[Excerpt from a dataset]
▼

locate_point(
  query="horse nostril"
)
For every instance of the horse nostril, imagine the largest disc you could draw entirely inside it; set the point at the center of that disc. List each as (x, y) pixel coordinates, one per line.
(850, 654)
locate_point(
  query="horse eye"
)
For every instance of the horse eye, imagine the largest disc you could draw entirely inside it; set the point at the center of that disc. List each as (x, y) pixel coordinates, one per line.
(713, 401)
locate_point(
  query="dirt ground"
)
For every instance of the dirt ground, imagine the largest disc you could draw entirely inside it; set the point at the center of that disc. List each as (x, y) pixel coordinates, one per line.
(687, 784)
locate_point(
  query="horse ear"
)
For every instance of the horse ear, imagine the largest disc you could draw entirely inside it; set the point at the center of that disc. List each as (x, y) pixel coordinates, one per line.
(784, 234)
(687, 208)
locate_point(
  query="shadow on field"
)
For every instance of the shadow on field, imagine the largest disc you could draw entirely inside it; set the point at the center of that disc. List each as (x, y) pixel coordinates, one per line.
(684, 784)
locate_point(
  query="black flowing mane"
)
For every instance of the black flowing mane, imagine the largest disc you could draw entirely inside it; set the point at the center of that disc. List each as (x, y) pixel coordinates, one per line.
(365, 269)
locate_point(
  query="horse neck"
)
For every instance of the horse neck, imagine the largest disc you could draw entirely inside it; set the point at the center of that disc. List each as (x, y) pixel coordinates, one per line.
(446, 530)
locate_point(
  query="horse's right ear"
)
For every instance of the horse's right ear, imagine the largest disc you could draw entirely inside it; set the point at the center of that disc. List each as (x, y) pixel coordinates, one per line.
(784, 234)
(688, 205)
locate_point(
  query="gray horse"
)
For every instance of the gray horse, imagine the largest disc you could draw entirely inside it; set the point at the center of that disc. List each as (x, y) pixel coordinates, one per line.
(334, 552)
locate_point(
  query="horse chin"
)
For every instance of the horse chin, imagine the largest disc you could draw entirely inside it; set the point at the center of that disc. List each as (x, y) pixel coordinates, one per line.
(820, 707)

▲

◆ GIVEN PROBLEM ◆
Each line above is to be repeated exactly.

◆ WRITTEN SOLUTION ◆
locate_point(
  query="horse nostril"
)
For every instance of the horse nostril, imagine the largest disc you could draw entirely inside it; set the point at the center of that disc. List each as (x, y) pixel coordinates, one per line.
(850, 654)
locate_point(
  query="horse eye"
)
For every instance of the horse eye, imagine the largest disc you could draw entirely inside it; set the point at the center of that disc. List each as (x, y) pixel coordinates, one per line.
(713, 401)
locate_point(
  query="dirt ground"
)
For every instance of the dirt ground, imagine the largest disc you could draw entirely inside it; set the point at the center of that disc. List each as (x, y) pixel coordinates, one per line.
(687, 784)
locate_point(
  query="horse ear"
)
For every instance of the horse ear, imagine the largest disc you could draw entirely inside it; set the point at the center of that disc. List each as (x, y) pixel coordinates, one per line.
(784, 234)
(687, 208)
locate_point(
  query="shadow on field"
)
For every instance of the shadow on field, imagine the largest disc you could draw entirely inside it; set the point at the center of that disc. List each as (x, y) pixel coordinates, one per line.
(684, 784)
locate_point(
  query="black flowing mane"
)
For every instance of the black flowing mane, imagine the largest disc you could draw entirely inside it; set the point at the center of that disc. List each as (x, y) pixel coordinates, one per line.
(365, 269)
locate_point(
  query="horse neck"
)
For every instance of the horse neck, imagine the largest disc you could draw entirely inside it; set the point at the center of that disc. List each as (x, y) pixel coordinates, one per line.
(446, 530)
locate_point(
  query="horse's right ear"
)
For every instance of the horse's right ear, imagine the largest disc you could draw entirely inside it; set the point at the center of that disc. List each as (x, y) pixel coordinates, one per line.
(784, 234)
(688, 205)
locate_point(
  query="gray horse"
)
For every instance of the gray horse, imagine the largest disc you could draw entirely inside it; set the point at the center of that disc. List each as (x, y) pixel coordinates, one per line.
(334, 552)
locate_point(
  query="horse chin"
)
For every instance of the horse chin, imagine the largest disc you could draw entirely inside it; set the point at the center of that disc. List each as (x, y) pixel coordinates, one per line.
(820, 707)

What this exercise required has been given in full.